→ TASK
Write out the entries below once more, exactly.

→ SUPPLIED MATERIAL
■ ■ ■
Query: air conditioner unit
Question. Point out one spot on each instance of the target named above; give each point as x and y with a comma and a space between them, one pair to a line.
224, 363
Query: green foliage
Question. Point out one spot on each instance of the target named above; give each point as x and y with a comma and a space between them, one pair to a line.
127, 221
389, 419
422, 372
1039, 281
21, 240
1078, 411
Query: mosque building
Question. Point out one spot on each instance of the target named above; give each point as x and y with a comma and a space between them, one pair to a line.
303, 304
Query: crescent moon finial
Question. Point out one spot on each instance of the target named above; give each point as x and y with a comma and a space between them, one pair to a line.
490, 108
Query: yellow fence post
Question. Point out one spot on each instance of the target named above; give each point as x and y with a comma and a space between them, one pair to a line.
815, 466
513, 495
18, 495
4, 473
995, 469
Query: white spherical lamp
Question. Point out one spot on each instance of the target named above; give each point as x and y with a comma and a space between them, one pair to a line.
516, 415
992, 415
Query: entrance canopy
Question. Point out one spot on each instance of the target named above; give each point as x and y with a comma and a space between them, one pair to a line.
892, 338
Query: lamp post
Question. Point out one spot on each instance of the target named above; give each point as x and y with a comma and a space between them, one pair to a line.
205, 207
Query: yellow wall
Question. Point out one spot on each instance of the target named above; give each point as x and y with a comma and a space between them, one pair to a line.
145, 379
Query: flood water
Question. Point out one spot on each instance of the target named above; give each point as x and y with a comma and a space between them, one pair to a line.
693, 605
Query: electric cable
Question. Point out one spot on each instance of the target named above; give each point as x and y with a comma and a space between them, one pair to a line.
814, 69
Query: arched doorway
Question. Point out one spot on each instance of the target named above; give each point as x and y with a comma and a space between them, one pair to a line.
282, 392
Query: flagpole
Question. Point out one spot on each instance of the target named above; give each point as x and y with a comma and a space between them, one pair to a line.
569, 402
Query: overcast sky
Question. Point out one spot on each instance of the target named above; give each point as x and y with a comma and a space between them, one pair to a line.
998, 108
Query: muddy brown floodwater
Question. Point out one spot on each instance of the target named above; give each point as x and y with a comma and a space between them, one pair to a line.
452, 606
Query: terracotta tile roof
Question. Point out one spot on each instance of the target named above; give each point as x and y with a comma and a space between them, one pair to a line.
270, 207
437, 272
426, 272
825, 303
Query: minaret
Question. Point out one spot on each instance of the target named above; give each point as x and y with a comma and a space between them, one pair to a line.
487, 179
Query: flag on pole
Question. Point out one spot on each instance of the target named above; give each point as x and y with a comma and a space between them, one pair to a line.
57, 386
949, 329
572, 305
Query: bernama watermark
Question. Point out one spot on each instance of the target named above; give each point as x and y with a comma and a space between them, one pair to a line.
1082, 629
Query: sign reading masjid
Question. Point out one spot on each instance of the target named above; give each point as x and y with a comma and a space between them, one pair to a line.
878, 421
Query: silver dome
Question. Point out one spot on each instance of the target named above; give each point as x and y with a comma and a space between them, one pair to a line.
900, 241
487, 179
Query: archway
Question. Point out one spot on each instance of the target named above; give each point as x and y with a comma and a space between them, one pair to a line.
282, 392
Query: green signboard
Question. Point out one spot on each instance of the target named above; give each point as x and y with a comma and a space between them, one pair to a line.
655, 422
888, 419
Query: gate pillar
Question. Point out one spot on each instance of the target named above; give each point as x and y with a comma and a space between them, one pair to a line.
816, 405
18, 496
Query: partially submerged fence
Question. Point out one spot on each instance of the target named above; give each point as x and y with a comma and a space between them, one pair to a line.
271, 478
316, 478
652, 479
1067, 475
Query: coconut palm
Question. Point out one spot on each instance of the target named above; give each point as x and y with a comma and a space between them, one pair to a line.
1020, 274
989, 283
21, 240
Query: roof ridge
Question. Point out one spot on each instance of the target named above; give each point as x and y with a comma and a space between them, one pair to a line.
■ ■ ■
→ REPLY TO THE EXERCISE
Query: air conditioner unit
Question. Point out one spot on each instance of the target named above; give each point as x and y with a comma and a space between them, one pair to a line.
224, 363
Query: green foliage
Question. Point out one spot on each instance of the target named above; give each point as x and y with a comma and a space between them, one pair to a line.
127, 221
389, 419
422, 372
1039, 281
21, 240
1078, 411
Query: mosque building
Question. Point out one spot on each instance of the target named above; give each point as x and y with a comma and a space between them, one pair to a line.
303, 304
Query: crescent moon finial
Question. Point out one spot on each instance of the target named above; give each point as x and y with a comma and a space between them, one pair to a line.
490, 108
Query: yellow fence post
Question. Point out one spot on each instance of the target named above; give each point as x and y with a comma and a space between them, one pair to a line.
815, 466
513, 495
18, 495
4, 473
995, 469
Query: white spherical lamp
Question. Point out one spot on each instance of the target named above; give each point as x and y with a comma and a space between them, one pair to a line.
516, 415
992, 415
Query: entrance canopy
Question. Point out one spot on each instance of the target named above; give each point as x and y with a comma and a space between them, one pair to a line.
892, 338
Query: lamp post
Question. Point out one spot on each instance of the target named above; give each point as x and y with a comma and a space between them, one pair to a line.
205, 207
Query: yellow wall
Question. Point out one spot on each instance of the target named above; give each point as x and y with a comma and a space between them, one pair to a line.
145, 379
Query: flood water
Question. Point out one spot on each instance of the target named above; give each point as x and y with a comma and a space between them, one pair to a line.
693, 605
Query: electric cable
Question. Point out one spot on each instance of the target named above; give each point as x and y with a comma and a space between them, one pair to a line.
814, 69
Query: arched doorway
Question. Point out one spot on each instance of the target named above; give each point as x and y with a comma and a space between them, one pair to a line.
282, 392
Query: flagpole
Question. Point out one spot on each instance of the target named above; give each point as x and y with a comma and a space between them, one pair to a line.
569, 402
Query: overcast sky
Question. Point out one spot on each instance of the target named above; give each point as x and y with a comma and a space between them, one pair to a line.
998, 108
Query: muddy brown floodwater
Question. Point out one spot on each instance of the target named above; give each point as x and y with a comma and a space between them, one pair to a line.
452, 606
Query: terracotta tile roof
Question. Point out one spot on each instance of the target named above; give each point as x and y with a comma and a space between them, one pair to a line.
270, 207
437, 272
426, 272
825, 303
Query: minaret
Question. Point out one spot on each instance of the target named above; give each point as x and y with a comma and a space between them, one pair to a line.
487, 179
Query: flag on pole
Question. Point out one spot on each instance of the target named above; give each point as x and y with a comma and a space between them, one pair to a line.
57, 386
949, 329
572, 305
Query: bernama watermark
Question. Point out one spot on each instance of the target named above; give each point as x and y with a comma and a space between them, one pair to a line.
1082, 629
Query: sign reading masjid
Question. Point out one spot on each instance of the target named above; give each point as x and y with a comma and a space between them, one pair to a line.
878, 421
Query: silver dome
Question. Point out one spot on each instance of the target named above; give each point as x and y with a comma and a space between them, one pair to a line.
900, 241
487, 179
Query: archway
Question. Point out one spot on each instance of the target named above; give each point as x and y with a comma and a space between them, one pair to a line.
282, 392
Query: green signboard
Question. Point out one spot on each instance of the target named above; give each point as x and y with a comma and a space between them, one pair to a line.
655, 422
888, 419
Query: gate pillar
Question. Point out one spot on each instance of the target named above; give each point as x and y with a comma and a space between them, one pair to a line.
816, 405
18, 496
Query: partially submerged fence
Question. Point out one spot on each instance of the target named above; give each point as x and y with a comma and a space between them, one pair to a line.
271, 478
316, 478
652, 479
1067, 475
Query: coconut palm
Question. Point out one spot on each instance of the target named above; give each point as x and y with a comma and a space between them, one pair to a line.
1020, 274
989, 283
21, 240
Query: roof ridge
Question. Point out one spot on each instance of the target named above; give each point as x and y with a comma and a space between them, one pair to a line.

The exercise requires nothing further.